| Provided records |
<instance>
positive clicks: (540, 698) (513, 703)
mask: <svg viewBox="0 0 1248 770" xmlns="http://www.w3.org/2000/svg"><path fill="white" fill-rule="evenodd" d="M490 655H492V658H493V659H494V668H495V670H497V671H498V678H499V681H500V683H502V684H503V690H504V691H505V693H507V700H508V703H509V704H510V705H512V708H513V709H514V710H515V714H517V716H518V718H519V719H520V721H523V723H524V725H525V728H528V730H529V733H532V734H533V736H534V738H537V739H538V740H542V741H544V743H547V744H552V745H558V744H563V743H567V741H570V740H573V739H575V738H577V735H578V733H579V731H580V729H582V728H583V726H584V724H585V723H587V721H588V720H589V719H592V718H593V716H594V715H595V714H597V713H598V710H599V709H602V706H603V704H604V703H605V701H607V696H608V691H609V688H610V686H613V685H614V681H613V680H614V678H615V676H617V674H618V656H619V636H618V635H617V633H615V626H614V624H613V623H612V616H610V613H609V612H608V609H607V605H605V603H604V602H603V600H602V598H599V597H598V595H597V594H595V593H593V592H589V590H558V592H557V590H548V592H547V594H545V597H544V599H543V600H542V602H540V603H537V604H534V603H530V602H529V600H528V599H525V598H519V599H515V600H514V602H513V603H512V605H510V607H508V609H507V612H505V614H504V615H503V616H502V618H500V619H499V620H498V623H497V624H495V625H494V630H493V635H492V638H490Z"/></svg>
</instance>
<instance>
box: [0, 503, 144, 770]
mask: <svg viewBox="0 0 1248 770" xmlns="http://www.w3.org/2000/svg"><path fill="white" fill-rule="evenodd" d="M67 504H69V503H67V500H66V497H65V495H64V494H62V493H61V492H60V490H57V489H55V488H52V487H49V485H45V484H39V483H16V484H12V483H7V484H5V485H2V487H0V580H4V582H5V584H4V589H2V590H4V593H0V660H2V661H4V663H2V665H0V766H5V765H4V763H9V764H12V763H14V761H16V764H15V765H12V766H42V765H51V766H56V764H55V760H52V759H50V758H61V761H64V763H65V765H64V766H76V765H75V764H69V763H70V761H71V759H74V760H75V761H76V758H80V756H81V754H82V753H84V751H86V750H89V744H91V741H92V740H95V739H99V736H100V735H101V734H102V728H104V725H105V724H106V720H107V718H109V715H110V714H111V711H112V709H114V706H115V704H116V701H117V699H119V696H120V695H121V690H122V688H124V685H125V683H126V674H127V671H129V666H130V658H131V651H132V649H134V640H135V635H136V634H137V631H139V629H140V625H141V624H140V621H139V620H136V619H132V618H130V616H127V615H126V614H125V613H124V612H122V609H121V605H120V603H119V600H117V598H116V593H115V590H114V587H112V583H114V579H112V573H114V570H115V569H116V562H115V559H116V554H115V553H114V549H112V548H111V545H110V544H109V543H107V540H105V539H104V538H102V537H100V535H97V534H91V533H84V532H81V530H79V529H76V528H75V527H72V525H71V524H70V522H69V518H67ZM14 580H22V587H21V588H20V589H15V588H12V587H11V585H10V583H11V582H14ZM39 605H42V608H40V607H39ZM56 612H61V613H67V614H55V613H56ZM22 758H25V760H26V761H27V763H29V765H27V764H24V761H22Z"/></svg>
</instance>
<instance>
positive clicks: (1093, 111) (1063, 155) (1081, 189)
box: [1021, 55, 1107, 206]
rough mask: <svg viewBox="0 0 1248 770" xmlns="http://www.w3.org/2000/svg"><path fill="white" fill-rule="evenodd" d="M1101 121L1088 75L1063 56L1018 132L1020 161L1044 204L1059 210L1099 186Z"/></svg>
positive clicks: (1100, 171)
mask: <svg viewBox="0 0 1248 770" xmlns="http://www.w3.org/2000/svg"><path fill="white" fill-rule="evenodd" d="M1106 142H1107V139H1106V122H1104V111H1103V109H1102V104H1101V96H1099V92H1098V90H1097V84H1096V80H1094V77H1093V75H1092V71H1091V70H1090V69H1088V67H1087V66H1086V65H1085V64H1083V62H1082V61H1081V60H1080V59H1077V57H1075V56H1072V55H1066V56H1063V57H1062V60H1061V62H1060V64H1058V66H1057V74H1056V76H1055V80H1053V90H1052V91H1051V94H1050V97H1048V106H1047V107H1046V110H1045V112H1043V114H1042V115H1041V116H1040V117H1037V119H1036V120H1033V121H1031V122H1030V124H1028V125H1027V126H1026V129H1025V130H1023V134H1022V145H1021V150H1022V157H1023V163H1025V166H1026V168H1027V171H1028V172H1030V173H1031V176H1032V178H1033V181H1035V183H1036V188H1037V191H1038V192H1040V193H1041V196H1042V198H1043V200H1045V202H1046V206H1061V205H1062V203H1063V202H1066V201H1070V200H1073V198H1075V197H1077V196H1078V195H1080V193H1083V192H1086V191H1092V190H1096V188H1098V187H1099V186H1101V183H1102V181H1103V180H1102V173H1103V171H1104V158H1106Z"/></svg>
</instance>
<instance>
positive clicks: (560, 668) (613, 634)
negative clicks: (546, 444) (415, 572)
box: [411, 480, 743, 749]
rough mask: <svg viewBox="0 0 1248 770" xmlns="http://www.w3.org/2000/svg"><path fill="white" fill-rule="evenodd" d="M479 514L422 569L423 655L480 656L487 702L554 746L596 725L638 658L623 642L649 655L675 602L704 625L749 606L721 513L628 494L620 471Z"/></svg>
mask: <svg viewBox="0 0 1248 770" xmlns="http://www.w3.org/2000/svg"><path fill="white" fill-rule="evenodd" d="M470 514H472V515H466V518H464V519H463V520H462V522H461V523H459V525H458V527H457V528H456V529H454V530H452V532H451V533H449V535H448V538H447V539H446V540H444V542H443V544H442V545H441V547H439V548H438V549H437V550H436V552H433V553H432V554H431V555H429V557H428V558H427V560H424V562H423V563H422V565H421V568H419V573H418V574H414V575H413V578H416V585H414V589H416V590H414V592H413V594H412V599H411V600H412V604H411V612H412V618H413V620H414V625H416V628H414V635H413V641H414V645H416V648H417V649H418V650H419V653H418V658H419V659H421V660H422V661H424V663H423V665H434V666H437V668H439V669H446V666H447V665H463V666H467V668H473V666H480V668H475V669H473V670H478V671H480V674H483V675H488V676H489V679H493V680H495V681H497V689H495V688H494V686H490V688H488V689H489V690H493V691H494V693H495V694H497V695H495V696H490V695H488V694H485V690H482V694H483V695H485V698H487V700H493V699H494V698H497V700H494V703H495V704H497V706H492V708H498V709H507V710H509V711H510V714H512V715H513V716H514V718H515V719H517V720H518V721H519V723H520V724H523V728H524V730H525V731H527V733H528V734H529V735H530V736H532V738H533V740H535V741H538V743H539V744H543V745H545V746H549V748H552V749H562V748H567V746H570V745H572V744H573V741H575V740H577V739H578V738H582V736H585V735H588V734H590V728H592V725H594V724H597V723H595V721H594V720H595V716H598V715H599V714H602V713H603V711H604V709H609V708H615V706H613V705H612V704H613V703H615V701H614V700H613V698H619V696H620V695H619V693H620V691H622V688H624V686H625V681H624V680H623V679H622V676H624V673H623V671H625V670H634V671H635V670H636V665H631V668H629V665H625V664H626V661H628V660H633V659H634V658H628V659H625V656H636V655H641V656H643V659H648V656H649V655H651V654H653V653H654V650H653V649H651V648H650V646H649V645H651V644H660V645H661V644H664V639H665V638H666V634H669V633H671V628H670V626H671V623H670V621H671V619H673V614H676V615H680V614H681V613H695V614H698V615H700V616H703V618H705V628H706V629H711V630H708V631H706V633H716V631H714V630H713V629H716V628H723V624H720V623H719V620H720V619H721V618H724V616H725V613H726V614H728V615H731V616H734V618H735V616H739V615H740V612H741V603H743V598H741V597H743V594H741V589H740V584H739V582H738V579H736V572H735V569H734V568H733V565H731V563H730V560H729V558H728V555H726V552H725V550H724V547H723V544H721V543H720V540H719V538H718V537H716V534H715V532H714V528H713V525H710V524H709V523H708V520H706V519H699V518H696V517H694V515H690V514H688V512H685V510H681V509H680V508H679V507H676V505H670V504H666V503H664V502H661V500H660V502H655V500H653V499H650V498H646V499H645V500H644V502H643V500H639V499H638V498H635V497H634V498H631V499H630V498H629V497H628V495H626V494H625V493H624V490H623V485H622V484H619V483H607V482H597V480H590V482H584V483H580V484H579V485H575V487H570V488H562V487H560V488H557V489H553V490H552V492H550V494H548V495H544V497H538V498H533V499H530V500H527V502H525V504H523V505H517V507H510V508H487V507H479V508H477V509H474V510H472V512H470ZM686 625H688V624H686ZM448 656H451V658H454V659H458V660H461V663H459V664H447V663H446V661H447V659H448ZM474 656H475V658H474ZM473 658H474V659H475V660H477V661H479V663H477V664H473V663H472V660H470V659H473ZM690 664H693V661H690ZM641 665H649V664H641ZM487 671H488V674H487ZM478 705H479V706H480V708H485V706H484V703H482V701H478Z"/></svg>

| Work order |
Reproduce the items from their first line up to and including the line with "box: [0, 503, 144, 770]", renaming "positive clicks" as "foreground clicks" and keeping everything else unchanged.

| Solution |
<instance>
foreground clicks: (540, 698) (513, 703)
mask: <svg viewBox="0 0 1248 770" xmlns="http://www.w3.org/2000/svg"><path fill="white" fill-rule="evenodd" d="M490 655H492V658H493V659H494V668H495V670H497V671H498V678H499V681H500V683H502V684H503V690H504V691H505V693H507V700H508V703H509V704H510V705H512V708H513V709H514V710H515V714H517V716H518V718H519V719H520V721H523V723H524V725H525V728H528V730H529V733H532V734H533V736H534V738H537V739H538V740H542V741H544V743H547V744H552V745H558V744H563V743H567V741H570V740H573V739H575V738H577V735H578V733H579V731H580V729H582V728H583V726H584V724H585V723H587V721H588V720H589V719H592V718H593V716H594V715H595V714H597V713H598V710H599V709H602V706H603V704H604V703H605V701H607V696H608V691H609V688H610V686H613V685H614V681H613V680H614V678H615V676H617V674H618V656H619V636H618V635H617V633H615V626H614V624H613V623H612V616H610V613H609V612H608V609H607V605H605V603H604V602H603V600H602V598H599V597H598V595H597V594H595V593H593V592H589V590H558V592H557V590H548V592H547V594H545V597H544V599H543V600H542V602H540V603H537V604H534V603H530V602H529V600H528V599H525V598H519V599H515V600H514V602H513V603H512V605H510V607H508V609H507V612H505V614H504V615H503V616H502V618H500V619H499V620H498V623H497V624H495V625H494V630H493V635H492V638H490Z"/></svg>
</instance>
<instance>
box: [0, 503, 144, 770]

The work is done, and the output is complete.